▸ Written exercise: Pull every line containing the string "crowd" from the data below, copying each one in full.

▸ Available records:
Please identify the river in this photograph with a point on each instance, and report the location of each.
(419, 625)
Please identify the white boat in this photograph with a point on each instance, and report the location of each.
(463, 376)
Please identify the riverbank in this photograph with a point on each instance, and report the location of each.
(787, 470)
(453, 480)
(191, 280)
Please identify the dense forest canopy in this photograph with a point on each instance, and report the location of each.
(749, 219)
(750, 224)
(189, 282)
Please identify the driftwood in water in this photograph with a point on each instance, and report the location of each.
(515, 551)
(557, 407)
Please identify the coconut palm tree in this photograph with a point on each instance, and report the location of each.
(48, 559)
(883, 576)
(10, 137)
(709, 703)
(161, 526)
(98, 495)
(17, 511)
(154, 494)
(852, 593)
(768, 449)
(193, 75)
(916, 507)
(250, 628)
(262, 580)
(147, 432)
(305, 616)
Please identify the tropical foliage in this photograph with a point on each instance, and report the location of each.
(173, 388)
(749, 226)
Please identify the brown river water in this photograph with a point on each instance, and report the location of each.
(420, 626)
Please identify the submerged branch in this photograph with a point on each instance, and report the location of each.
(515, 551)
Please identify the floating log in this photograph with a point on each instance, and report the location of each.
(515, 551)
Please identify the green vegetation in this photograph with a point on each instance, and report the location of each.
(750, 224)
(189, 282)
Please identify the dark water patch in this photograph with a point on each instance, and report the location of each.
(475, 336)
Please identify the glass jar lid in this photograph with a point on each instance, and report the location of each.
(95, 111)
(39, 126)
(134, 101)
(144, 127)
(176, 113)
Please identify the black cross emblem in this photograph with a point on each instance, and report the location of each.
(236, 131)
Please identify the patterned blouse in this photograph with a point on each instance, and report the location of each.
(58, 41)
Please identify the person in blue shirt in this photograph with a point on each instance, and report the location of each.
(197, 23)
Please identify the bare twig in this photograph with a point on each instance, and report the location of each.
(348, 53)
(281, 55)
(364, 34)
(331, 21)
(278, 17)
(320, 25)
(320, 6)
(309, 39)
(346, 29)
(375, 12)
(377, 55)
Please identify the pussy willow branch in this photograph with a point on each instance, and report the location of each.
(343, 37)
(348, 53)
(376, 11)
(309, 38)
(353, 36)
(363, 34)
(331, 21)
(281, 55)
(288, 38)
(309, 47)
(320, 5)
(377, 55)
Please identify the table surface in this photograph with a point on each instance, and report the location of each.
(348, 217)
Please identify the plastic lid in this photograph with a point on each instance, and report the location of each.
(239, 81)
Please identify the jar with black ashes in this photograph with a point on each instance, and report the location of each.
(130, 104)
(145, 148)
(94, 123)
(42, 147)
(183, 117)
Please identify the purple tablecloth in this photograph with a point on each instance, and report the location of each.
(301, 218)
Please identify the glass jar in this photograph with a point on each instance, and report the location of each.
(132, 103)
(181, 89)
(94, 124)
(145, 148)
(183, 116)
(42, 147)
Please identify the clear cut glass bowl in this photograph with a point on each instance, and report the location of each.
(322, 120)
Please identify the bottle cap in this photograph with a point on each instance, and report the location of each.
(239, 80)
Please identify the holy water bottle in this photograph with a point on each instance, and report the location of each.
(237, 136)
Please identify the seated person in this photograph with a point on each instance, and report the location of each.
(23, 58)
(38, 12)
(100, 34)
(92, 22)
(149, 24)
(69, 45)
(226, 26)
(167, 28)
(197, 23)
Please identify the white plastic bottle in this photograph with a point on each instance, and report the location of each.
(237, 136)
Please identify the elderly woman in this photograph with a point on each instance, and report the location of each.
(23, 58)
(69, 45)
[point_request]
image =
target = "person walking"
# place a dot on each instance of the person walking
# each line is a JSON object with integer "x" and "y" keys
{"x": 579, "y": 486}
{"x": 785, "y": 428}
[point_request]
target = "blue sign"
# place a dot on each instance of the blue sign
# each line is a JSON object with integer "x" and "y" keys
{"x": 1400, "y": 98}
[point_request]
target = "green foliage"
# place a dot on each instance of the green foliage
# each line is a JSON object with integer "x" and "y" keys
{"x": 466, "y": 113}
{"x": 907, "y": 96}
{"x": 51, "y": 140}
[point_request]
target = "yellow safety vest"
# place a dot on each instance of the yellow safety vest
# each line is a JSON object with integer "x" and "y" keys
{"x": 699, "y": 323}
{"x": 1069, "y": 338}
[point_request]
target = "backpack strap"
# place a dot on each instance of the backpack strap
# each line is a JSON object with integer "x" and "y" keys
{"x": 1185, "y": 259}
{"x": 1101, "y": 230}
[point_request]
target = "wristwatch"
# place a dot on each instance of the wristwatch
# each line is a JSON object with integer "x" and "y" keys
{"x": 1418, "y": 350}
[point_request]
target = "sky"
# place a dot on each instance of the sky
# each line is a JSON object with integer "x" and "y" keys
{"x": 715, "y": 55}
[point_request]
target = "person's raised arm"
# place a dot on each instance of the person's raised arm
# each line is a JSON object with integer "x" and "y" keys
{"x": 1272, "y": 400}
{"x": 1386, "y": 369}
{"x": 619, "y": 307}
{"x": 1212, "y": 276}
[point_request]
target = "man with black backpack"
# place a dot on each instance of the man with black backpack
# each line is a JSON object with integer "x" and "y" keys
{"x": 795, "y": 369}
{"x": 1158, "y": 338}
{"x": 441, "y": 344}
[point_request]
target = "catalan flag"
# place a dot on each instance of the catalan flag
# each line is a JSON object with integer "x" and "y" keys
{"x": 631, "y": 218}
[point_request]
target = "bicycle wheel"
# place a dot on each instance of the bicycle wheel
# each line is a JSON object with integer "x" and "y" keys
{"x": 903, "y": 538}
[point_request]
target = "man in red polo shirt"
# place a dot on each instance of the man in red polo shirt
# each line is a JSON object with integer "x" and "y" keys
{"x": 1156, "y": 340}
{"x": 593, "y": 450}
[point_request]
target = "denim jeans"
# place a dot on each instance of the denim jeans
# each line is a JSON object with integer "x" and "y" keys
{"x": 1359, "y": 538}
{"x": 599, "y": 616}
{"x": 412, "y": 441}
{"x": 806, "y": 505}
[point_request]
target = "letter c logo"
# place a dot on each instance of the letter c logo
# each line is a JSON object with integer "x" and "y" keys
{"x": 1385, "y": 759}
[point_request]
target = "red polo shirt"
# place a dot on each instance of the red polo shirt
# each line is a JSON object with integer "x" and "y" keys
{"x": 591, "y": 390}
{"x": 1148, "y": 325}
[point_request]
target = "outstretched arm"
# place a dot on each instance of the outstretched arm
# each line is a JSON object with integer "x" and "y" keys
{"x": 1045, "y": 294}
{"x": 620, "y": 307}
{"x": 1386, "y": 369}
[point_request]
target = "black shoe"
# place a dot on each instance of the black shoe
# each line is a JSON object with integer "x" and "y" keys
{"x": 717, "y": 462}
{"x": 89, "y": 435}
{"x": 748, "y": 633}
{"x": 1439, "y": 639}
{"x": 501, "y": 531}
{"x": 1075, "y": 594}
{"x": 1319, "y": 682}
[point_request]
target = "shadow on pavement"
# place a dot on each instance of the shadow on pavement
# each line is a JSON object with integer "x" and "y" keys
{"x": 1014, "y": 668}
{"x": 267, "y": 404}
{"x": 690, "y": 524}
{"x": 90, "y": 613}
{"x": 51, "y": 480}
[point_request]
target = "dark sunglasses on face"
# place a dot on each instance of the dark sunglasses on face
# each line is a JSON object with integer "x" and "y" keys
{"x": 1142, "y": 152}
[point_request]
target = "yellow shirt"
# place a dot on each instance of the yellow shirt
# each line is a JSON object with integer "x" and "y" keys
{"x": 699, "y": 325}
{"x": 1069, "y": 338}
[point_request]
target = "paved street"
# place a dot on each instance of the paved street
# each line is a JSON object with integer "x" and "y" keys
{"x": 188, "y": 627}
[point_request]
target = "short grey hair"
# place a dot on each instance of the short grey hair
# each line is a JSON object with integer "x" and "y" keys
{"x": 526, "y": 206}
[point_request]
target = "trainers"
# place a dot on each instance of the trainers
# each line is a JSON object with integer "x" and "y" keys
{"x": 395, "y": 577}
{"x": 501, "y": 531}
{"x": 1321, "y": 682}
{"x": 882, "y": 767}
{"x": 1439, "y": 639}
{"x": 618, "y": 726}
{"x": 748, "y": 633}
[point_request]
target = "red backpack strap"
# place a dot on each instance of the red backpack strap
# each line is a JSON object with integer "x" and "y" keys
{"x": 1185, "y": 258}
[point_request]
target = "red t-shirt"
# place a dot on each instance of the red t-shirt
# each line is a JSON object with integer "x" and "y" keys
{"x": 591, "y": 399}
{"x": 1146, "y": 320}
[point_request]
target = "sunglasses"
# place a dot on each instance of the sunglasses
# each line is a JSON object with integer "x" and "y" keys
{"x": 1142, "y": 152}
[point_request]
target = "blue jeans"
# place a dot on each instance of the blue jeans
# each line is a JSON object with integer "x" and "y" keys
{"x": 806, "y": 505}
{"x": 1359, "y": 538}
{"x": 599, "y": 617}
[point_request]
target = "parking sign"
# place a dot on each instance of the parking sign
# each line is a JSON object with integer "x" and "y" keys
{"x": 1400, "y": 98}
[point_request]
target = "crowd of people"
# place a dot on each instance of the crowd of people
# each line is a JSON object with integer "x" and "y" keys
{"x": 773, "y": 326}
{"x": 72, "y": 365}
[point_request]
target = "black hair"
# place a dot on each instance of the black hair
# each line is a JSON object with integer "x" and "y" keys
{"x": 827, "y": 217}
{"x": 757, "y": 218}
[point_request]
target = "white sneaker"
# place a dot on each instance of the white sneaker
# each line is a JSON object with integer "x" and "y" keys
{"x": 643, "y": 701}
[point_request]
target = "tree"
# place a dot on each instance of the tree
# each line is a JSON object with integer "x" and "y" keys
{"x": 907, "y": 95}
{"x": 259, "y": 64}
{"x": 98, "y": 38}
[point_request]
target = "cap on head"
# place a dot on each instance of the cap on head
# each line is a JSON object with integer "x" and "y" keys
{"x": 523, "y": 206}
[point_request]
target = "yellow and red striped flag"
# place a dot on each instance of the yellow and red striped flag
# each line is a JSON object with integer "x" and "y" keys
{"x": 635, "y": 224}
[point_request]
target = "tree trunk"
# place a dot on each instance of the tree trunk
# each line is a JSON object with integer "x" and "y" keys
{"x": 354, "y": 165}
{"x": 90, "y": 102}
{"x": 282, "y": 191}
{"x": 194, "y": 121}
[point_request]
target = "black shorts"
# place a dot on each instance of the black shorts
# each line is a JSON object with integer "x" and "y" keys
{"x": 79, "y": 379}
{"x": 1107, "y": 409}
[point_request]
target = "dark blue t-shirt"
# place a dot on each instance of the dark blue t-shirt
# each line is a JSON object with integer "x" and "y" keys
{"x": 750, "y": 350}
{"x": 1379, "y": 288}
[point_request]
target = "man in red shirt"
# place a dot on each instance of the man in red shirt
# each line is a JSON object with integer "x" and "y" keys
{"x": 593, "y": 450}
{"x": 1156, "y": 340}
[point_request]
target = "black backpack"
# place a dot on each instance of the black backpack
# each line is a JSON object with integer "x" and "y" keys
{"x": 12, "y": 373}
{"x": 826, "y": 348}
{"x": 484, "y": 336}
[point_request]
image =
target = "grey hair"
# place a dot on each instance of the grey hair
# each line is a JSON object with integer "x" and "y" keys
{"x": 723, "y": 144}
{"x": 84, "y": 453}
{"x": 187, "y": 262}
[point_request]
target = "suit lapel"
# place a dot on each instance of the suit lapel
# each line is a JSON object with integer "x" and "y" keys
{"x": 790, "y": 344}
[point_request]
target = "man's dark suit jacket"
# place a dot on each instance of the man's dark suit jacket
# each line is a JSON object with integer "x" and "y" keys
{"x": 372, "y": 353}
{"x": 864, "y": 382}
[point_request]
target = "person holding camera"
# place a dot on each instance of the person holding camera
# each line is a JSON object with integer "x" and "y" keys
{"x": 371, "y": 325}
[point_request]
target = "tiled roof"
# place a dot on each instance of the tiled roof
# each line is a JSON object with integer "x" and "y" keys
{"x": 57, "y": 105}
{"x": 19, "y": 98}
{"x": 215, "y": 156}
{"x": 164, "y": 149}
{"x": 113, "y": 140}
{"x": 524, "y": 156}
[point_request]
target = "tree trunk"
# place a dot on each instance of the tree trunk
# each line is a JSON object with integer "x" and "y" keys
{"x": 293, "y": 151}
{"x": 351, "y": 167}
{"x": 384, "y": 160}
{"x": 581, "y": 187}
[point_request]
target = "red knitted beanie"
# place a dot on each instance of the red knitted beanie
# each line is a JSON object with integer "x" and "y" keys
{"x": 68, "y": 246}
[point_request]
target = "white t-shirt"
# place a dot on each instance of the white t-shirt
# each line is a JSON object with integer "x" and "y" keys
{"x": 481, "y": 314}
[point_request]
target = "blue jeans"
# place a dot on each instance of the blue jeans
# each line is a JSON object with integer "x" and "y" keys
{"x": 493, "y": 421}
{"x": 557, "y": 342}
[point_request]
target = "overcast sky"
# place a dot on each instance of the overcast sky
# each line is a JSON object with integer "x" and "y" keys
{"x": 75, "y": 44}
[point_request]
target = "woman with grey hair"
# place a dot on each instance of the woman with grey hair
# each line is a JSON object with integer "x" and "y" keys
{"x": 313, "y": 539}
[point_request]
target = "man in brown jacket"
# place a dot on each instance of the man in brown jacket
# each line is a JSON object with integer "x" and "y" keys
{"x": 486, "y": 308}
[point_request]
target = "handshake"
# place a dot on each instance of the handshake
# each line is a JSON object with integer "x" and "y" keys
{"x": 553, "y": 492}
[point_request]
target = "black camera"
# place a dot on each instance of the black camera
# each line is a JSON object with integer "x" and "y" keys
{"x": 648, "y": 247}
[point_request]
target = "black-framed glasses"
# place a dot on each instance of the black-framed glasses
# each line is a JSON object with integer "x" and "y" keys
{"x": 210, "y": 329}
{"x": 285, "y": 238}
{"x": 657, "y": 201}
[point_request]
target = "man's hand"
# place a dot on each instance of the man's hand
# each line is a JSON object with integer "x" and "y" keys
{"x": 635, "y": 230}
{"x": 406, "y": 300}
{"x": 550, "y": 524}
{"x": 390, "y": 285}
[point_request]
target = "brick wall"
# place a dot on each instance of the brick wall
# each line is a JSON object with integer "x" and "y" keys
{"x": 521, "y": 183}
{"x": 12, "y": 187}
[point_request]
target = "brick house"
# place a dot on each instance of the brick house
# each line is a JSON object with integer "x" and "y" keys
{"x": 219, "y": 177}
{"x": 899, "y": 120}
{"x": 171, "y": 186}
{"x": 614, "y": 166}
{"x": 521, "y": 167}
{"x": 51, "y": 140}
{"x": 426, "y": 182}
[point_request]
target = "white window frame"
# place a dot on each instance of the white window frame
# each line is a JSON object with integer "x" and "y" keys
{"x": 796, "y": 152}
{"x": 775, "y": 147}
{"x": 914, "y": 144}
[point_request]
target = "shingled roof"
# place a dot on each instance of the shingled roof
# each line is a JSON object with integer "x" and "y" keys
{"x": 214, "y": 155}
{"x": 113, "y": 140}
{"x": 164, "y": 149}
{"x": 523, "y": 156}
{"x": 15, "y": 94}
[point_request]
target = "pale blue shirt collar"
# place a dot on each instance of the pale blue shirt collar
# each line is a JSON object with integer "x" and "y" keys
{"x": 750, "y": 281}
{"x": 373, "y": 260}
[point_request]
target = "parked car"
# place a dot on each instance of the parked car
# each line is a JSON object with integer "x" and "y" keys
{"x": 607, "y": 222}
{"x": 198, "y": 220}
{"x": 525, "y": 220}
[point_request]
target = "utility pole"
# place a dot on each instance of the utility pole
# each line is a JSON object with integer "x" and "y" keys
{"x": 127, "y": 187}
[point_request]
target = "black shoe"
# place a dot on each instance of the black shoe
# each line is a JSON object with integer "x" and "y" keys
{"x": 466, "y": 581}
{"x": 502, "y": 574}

▸ Answer to the task:
target = "crowd of people"
# place a dot on each instance of the crowd of people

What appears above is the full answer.